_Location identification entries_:
===

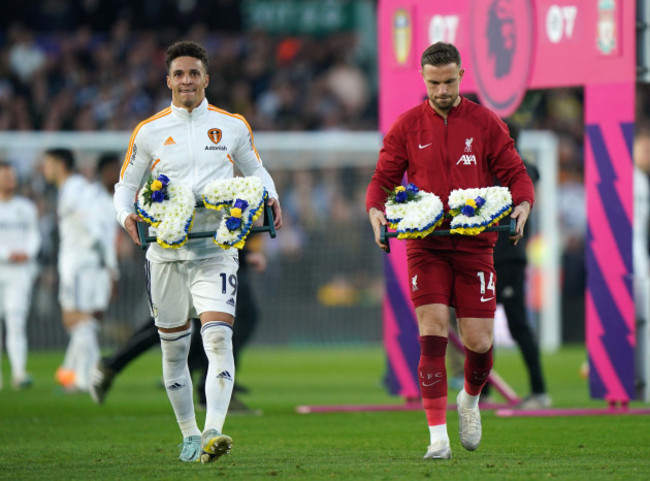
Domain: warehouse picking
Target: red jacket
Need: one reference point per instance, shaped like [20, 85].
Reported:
[467, 150]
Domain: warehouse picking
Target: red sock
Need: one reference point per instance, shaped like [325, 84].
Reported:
[477, 370]
[432, 374]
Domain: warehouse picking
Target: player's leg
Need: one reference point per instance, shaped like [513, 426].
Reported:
[198, 362]
[512, 295]
[93, 296]
[475, 300]
[145, 337]
[18, 294]
[214, 293]
[430, 281]
[170, 304]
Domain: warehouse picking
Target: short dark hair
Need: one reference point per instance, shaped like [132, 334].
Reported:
[185, 48]
[439, 54]
[65, 156]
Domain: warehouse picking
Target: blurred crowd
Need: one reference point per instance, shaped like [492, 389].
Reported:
[90, 65]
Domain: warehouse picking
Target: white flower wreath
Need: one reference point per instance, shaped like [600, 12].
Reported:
[413, 212]
[475, 209]
[243, 198]
[169, 207]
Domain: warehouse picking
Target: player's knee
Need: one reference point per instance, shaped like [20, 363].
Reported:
[217, 336]
[175, 345]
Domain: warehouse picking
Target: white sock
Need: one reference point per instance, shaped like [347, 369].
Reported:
[438, 433]
[217, 342]
[178, 382]
[467, 401]
[17, 344]
[71, 350]
[86, 350]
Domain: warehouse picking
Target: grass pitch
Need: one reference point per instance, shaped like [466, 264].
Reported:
[48, 435]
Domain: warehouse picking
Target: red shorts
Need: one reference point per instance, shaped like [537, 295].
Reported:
[464, 280]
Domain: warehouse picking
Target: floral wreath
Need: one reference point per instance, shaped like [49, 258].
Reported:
[413, 212]
[169, 207]
[243, 198]
[475, 209]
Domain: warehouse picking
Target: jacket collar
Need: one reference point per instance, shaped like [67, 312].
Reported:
[197, 112]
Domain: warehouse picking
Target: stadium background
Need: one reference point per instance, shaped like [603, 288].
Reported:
[305, 67]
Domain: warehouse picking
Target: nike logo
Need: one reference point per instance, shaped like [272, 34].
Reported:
[430, 384]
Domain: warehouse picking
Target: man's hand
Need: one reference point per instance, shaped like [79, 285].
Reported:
[131, 227]
[521, 214]
[377, 219]
[256, 260]
[277, 212]
[18, 257]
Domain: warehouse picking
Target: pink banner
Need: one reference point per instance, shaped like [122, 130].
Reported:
[507, 47]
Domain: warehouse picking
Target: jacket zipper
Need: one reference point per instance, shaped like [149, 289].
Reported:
[191, 129]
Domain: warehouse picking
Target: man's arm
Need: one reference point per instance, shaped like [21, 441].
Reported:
[377, 219]
[249, 162]
[136, 163]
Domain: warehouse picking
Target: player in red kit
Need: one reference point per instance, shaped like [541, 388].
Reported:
[443, 144]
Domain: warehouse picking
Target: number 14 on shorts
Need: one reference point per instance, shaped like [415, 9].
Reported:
[489, 287]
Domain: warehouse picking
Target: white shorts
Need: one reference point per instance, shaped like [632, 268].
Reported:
[85, 289]
[15, 290]
[181, 290]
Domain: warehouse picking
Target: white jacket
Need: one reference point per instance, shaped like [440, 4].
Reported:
[18, 233]
[80, 230]
[192, 148]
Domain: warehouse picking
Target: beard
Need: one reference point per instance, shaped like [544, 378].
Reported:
[444, 104]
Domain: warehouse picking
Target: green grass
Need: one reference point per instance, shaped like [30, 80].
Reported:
[48, 435]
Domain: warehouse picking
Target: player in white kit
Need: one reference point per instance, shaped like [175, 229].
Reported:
[192, 143]
[19, 244]
[83, 264]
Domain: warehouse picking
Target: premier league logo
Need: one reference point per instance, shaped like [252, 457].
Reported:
[502, 42]
[402, 34]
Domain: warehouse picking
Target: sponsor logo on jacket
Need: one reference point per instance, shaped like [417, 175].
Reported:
[467, 159]
[215, 135]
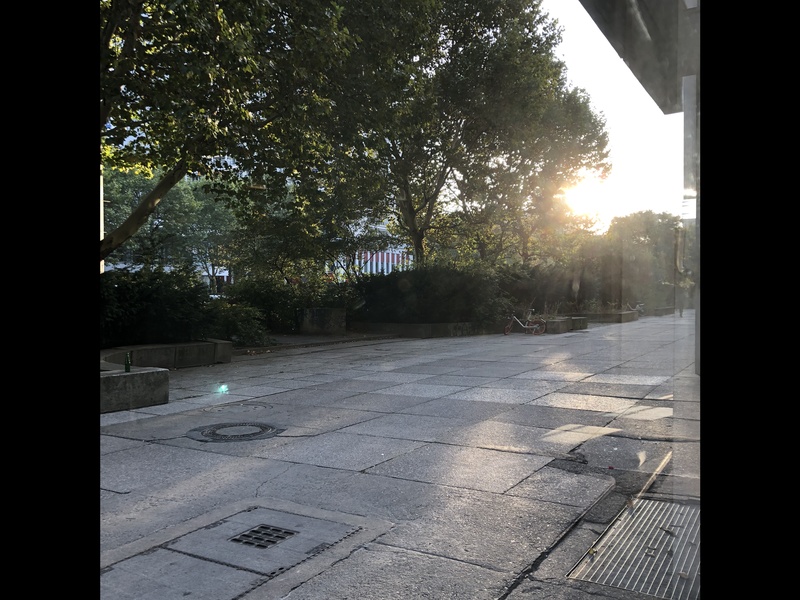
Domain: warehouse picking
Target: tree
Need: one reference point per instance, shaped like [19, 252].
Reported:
[472, 108]
[640, 258]
[218, 89]
[190, 229]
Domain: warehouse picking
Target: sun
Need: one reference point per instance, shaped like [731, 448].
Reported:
[591, 198]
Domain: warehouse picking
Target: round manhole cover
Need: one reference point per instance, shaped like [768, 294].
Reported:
[233, 432]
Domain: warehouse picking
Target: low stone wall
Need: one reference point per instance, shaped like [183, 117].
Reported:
[141, 387]
[147, 383]
[419, 330]
[172, 356]
[622, 316]
[326, 321]
[565, 324]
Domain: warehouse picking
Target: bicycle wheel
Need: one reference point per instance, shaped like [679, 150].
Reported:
[539, 326]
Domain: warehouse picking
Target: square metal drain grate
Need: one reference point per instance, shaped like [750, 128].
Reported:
[263, 536]
[652, 548]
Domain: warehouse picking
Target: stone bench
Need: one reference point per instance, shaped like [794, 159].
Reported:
[147, 383]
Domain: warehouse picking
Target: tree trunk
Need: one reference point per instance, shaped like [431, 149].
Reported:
[139, 217]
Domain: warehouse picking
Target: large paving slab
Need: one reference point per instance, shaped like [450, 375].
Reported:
[477, 468]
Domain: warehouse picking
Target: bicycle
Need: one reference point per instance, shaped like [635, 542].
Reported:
[638, 308]
[533, 325]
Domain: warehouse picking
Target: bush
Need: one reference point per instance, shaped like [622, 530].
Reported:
[151, 307]
[242, 325]
[430, 295]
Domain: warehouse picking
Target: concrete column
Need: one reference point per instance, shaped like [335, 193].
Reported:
[691, 181]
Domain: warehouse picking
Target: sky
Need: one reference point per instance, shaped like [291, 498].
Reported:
[645, 145]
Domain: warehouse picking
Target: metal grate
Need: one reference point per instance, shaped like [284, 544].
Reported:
[263, 536]
[652, 548]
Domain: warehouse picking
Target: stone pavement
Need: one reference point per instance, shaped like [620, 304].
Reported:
[485, 467]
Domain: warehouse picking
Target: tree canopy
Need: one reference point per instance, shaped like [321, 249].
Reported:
[211, 88]
[333, 117]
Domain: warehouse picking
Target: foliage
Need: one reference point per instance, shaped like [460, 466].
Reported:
[639, 260]
[241, 324]
[151, 307]
[192, 228]
[223, 90]
[470, 111]
[433, 294]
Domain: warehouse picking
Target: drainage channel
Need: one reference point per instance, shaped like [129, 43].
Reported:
[652, 547]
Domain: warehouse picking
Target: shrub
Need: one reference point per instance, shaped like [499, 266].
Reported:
[151, 307]
[243, 325]
[430, 295]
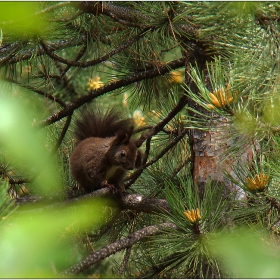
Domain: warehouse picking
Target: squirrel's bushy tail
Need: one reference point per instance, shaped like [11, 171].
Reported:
[92, 122]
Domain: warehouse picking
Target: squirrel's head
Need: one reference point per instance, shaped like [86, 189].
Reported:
[126, 154]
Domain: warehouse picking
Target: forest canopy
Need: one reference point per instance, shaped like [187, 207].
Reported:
[200, 81]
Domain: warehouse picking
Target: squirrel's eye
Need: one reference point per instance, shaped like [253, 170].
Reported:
[123, 153]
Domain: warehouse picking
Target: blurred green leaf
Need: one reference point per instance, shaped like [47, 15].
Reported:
[248, 254]
[39, 244]
[21, 19]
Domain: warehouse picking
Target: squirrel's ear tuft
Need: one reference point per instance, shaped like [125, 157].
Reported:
[122, 138]
[139, 158]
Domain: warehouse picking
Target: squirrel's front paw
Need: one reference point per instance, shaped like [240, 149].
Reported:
[112, 187]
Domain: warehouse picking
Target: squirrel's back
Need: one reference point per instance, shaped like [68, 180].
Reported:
[104, 149]
[95, 123]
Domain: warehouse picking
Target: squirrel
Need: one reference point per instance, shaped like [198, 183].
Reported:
[104, 150]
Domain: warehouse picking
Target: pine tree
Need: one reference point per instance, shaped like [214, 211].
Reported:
[201, 81]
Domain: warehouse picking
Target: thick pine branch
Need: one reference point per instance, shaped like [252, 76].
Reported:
[117, 246]
[160, 70]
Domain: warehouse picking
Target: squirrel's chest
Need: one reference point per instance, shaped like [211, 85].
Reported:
[111, 172]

===

_Work to complete_: Show every line of the listing above that contains the word "pine", copying each line in full.

_Task output_:
Target: pine tree
Target: thick pine branch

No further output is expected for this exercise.